• _LISTE DES TÂCHES_:
[A] Modifiez l'extrait sur l'agriculture européenne : recopiez-le de « Afin de nourrir » jusqu'à « santé publique internationales. » inclus, en remplaçant « prairies » par « pâturages ».
[B] Poursuivez l'extrait sur l'agriculture européenne après sa dernière phrase.

• _EXTRAIT DU DOCUMENT_:

Afin de nourrir l’Europe en 2050, il faudrait plus de prairies et moins d’élevage intensif nous apprend une étude qui a voulu concilier les contraintes climatiques, les enjeux de la production agricole et agroalimentaire, et les préconisations de santé publique internationales.
Une étude réalisée par l’Institut du développement durable et des relations internationales (IDDRI), adossé à l’Institut d’Etudes Politiques (IEP) de Paris s’est penché sur al question de la production agricole européenne. En particulier sur l’enjeu de nourrir plus d’habitants de façon plus équilibrée, tout en réduisant les émissions de gaz à effet de serre du secteur agricole de 40% par rapport à 2010, comme le secteur s’est engagé à faire. Autrement dit, comment produire « mieux avec moins » ?
La question n’est pas anodine. Les chercheurs estiment en effet que les exploitations agricoles européennes devraient subir une baisser de rendement compris entre 10 et 50% en fonction des cultures. L’étude détaille plusieurs chantiers qui permettraient de concilier les contraintes climatiques, les enjeux de la production agricole et agroalimentaire, et les préconisations de santé publique internationales :
« En partant d’un régime alimentaire sain, basé sur les recommandations nutritionnelles en vigueur (EFSA, OMS et PNNS), tout en conservant des attributs culturels importants comme la consommation de produits animaux et de vin, la baisse de production modélisés dans le scénario (– 30 % sur les produits végétaux et – 46 % sur les produits animaux) permet de nourrir les Européens, y compris en consacrant une fraction élevée des surfaces à des infrastructures agroécologiques ».
Aussi, l’étude préconise une « agriculture sans intrants chimiques et comportant une fraction importante de prairies permanentes extensives et autres infrastructures agroécologiques (haies, arbres…) permet d’envisager de front la reconquête de la biodiversité, celle de la qualité des ressources naturelles, et une baisse des émissions ».

• _MATÉRIEL D'ÉTUDE_:
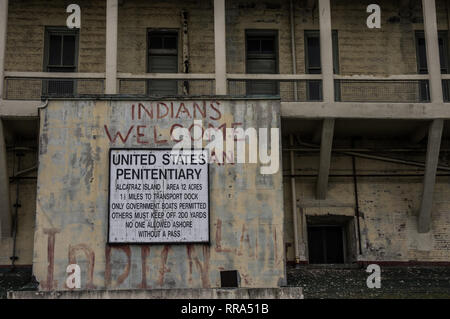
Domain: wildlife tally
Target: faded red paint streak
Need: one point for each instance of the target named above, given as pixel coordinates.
(163, 269)
(126, 249)
(246, 279)
(90, 257)
(203, 268)
(275, 244)
(145, 252)
(189, 249)
(50, 284)
(245, 238)
(219, 248)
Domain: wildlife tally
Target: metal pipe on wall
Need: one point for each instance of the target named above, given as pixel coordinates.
(294, 57)
(294, 204)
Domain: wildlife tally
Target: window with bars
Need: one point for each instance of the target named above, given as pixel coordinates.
(262, 58)
(61, 55)
(422, 66)
(314, 65)
(162, 58)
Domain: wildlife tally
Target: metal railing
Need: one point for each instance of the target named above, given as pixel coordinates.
(167, 87)
(287, 87)
(286, 90)
(35, 85)
(382, 91)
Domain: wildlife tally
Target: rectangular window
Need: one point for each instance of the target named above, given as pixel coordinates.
(314, 65)
(262, 58)
(162, 58)
(61, 55)
(326, 244)
(422, 66)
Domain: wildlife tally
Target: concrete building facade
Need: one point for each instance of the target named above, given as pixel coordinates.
(363, 114)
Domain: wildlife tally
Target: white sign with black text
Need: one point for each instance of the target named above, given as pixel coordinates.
(158, 196)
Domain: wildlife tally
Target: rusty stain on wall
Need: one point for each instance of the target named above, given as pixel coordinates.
(71, 218)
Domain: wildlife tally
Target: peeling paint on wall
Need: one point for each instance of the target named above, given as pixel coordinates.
(246, 211)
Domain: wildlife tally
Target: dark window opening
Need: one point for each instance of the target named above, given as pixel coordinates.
(314, 65)
(61, 55)
(422, 66)
(162, 58)
(262, 58)
(326, 244)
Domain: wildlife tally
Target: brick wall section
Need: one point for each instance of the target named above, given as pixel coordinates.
(26, 25)
(136, 16)
(389, 50)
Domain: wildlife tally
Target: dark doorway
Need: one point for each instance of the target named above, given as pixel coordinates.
(326, 245)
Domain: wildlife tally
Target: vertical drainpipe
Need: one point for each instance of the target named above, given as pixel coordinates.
(294, 202)
(185, 41)
(294, 58)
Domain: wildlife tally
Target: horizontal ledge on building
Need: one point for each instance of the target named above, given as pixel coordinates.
(168, 76)
(279, 77)
(182, 293)
(365, 110)
(125, 97)
(396, 77)
(55, 75)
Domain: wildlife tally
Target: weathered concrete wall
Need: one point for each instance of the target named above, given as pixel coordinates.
(26, 211)
(388, 208)
(239, 293)
(246, 208)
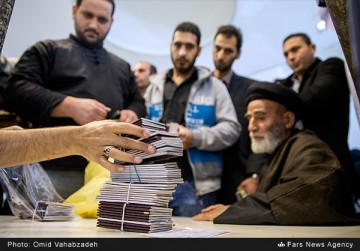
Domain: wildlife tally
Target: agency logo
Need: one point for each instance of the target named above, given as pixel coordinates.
(281, 245)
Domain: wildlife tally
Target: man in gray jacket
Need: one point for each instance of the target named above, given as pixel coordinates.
(202, 106)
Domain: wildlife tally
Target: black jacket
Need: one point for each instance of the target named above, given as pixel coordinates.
(325, 92)
(236, 156)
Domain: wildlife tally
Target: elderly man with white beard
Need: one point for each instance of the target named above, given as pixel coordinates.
(302, 181)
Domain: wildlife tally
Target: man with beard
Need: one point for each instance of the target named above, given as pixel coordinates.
(142, 72)
(302, 181)
(74, 81)
(201, 105)
(226, 49)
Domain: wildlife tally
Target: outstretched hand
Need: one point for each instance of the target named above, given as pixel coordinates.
(94, 137)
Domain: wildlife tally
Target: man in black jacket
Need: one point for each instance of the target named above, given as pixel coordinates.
(226, 49)
(302, 181)
(324, 89)
(74, 81)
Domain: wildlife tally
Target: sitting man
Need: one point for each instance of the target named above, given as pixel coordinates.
(302, 181)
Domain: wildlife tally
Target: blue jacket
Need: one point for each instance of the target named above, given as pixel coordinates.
(211, 116)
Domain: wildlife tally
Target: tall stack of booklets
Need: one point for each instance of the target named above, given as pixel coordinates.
(137, 199)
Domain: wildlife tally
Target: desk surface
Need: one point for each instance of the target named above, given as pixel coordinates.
(11, 226)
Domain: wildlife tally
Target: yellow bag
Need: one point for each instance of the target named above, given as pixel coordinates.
(84, 199)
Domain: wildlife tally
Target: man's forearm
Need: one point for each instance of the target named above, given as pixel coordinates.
(33, 145)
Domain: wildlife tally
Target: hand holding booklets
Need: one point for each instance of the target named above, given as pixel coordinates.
(137, 199)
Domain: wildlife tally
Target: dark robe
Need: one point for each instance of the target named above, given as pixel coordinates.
(302, 184)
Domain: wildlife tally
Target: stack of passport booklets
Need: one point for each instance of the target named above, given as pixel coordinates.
(137, 199)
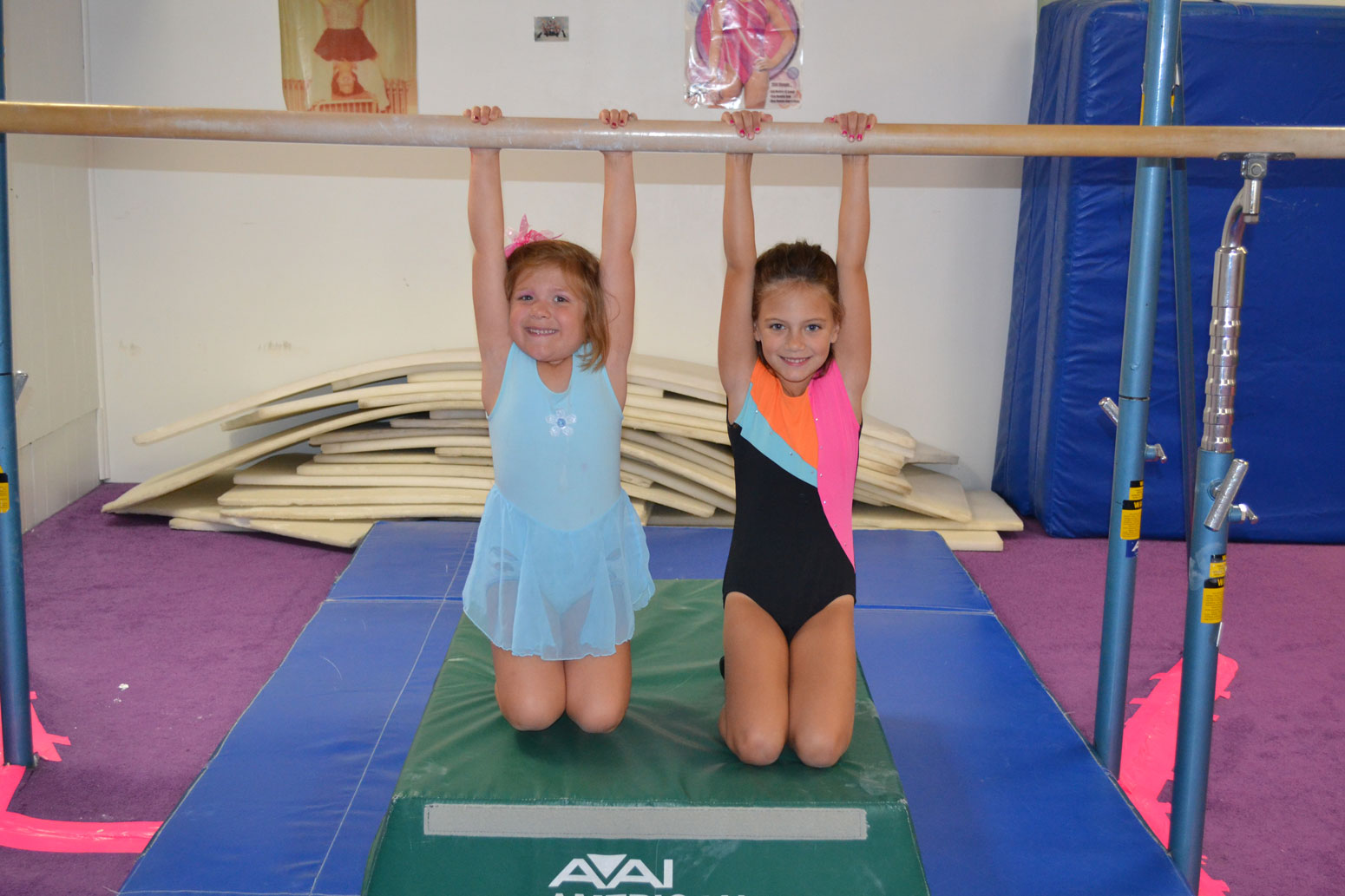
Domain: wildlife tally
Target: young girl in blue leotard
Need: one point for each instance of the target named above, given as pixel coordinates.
(560, 564)
(794, 359)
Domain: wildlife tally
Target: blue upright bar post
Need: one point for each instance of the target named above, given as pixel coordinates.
(14, 626)
(1184, 314)
(1217, 479)
(1127, 483)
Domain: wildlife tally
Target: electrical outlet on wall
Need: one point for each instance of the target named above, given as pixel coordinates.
(550, 29)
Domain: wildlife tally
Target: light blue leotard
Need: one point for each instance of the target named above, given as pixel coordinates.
(560, 564)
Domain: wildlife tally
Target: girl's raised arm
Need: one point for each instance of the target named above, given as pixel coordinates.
(486, 222)
(738, 343)
(855, 344)
(616, 265)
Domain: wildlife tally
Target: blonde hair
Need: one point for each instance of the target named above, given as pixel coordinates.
(579, 265)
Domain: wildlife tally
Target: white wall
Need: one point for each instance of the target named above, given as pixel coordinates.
(230, 268)
(51, 278)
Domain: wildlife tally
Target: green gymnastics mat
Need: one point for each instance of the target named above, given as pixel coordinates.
(659, 808)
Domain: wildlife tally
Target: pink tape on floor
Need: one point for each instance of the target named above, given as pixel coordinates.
(1149, 752)
(39, 834)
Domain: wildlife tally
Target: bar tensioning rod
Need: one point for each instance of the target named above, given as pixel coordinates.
(666, 136)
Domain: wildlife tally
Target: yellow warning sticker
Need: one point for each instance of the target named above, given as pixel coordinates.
(1212, 603)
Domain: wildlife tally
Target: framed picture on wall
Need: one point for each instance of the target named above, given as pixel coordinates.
(349, 56)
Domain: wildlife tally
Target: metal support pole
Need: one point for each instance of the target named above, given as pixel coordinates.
(1127, 483)
(1217, 479)
(14, 626)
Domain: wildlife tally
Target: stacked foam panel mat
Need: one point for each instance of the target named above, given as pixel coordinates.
(1243, 65)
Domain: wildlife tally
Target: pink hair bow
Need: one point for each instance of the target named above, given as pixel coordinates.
(523, 236)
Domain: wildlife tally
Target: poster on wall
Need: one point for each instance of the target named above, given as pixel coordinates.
(743, 54)
(349, 56)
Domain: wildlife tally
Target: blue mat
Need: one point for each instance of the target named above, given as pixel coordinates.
(1007, 798)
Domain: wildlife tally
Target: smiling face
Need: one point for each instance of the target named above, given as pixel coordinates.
(795, 326)
(547, 315)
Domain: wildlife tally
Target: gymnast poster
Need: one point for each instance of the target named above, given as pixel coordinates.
(349, 56)
(743, 54)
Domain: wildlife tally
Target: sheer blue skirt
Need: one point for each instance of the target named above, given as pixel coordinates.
(542, 592)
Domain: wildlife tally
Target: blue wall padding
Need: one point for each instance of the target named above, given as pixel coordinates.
(1244, 65)
(1007, 796)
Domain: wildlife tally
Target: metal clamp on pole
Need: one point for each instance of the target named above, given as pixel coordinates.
(1217, 479)
(1224, 494)
(1151, 452)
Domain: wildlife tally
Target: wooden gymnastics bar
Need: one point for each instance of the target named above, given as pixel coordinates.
(667, 136)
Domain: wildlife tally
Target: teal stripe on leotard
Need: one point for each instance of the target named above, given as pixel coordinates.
(758, 429)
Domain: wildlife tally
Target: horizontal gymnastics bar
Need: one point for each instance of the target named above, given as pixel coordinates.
(666, 136)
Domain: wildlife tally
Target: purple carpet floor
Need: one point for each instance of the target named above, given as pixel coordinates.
(147, 644)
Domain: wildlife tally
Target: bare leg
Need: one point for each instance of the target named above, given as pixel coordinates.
(726, 95)
(597, 690)
(371, 78)
(756, 680)
(320, 87)
(822, 685)
(755, 93)
(528, 689)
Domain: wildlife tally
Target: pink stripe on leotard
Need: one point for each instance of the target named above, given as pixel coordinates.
(838, 452)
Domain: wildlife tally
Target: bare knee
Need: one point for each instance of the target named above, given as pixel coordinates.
(755, 746)
(528, 712)
(821, 747)
(597, 717)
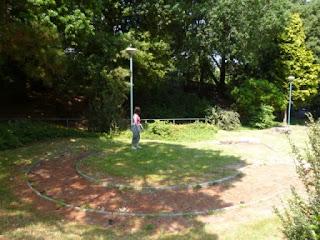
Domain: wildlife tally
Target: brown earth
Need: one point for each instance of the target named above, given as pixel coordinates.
(258, 187)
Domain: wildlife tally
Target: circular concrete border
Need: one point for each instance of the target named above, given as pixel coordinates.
(177, 187)
(206, 212)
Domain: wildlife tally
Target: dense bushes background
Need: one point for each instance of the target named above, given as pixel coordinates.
(301, 219)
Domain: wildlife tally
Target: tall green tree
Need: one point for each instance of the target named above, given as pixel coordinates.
(296, 60)
(240, 35)
(309, 11)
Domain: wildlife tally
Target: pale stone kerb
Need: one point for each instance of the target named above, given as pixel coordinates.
(177, 187)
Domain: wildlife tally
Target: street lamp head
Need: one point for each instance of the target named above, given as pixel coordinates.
(131, 50)
(291, 78)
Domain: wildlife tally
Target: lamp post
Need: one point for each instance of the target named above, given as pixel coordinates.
(290, 78)
(131, 51)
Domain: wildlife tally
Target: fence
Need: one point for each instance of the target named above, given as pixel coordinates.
(68, 120)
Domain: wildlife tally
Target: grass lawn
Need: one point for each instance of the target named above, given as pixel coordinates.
(162, 164)
(158, 159)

• _RÉPONSES PAR TÂCHE_:
[A]
Afin de nourrir l’Europe en 2050, il faudrait plus de pâturages et moins d’élevage intensif nous apprend une étude qui a voulu concilier les contraintes climatiques, les enjeux de la production agricole et agroalimentaire, et les préconisations de santé publique internationales.

[B]
Xavier Poux et Pierre-Marie Aubert, coauteurs de l’étude, reconnaissent que l’agriculture européenne a amélioré sa production de gaz à effet de serre de 20% entre 1990 et 2015. Les eux hommes soulignent que le recours quasi-systématique aux intrants chimiques (pesticides et fertilisants de synthèse) n’est « pas durable » et renforce une érosion déjà « alarmante » de la biodiversité.
Ils pointent également du doigt le régime alimentaire actuel des populations européennes « trop riche et déséquilibré » contribuant au développement de l’obésité, du diabète et des maladies cardio-vasculaires. « Si l’on produit beaucoup en Europe, on mange également trop et de manière déséquilibrée par rapport aux recommandations nutritionnelles de l’autorité européenne de sécurité alimentaire (EFSA) et de l’Organisation mondiale de la santé (OMS) », note ainsi l’étude.
Dernier élément à corriger : un recours trop fréquent à l’élevage intensif. Une tendance particulièrement marquée chez les « granivores » nourris aux céréales, comme les porcs et les volailles, qui jouent indirectement un rôle non négligeable dans la déforestation au profit de surface agricole de masse.
Si cette étude propose des résultats probants, ces derniers demeurent « hors sol ». Aussi, la viabilité économique du système pour les agriculteurs à long terme n’a pas été envisagée secteur par secteur, de l’aveu même de ses auteurs. Ils estiment cependant qu’une Europe agroécologique dégagerait un excédent de production de haute qualité qui pourrait être exporté (20 % de la production laitière et des produits viticoles).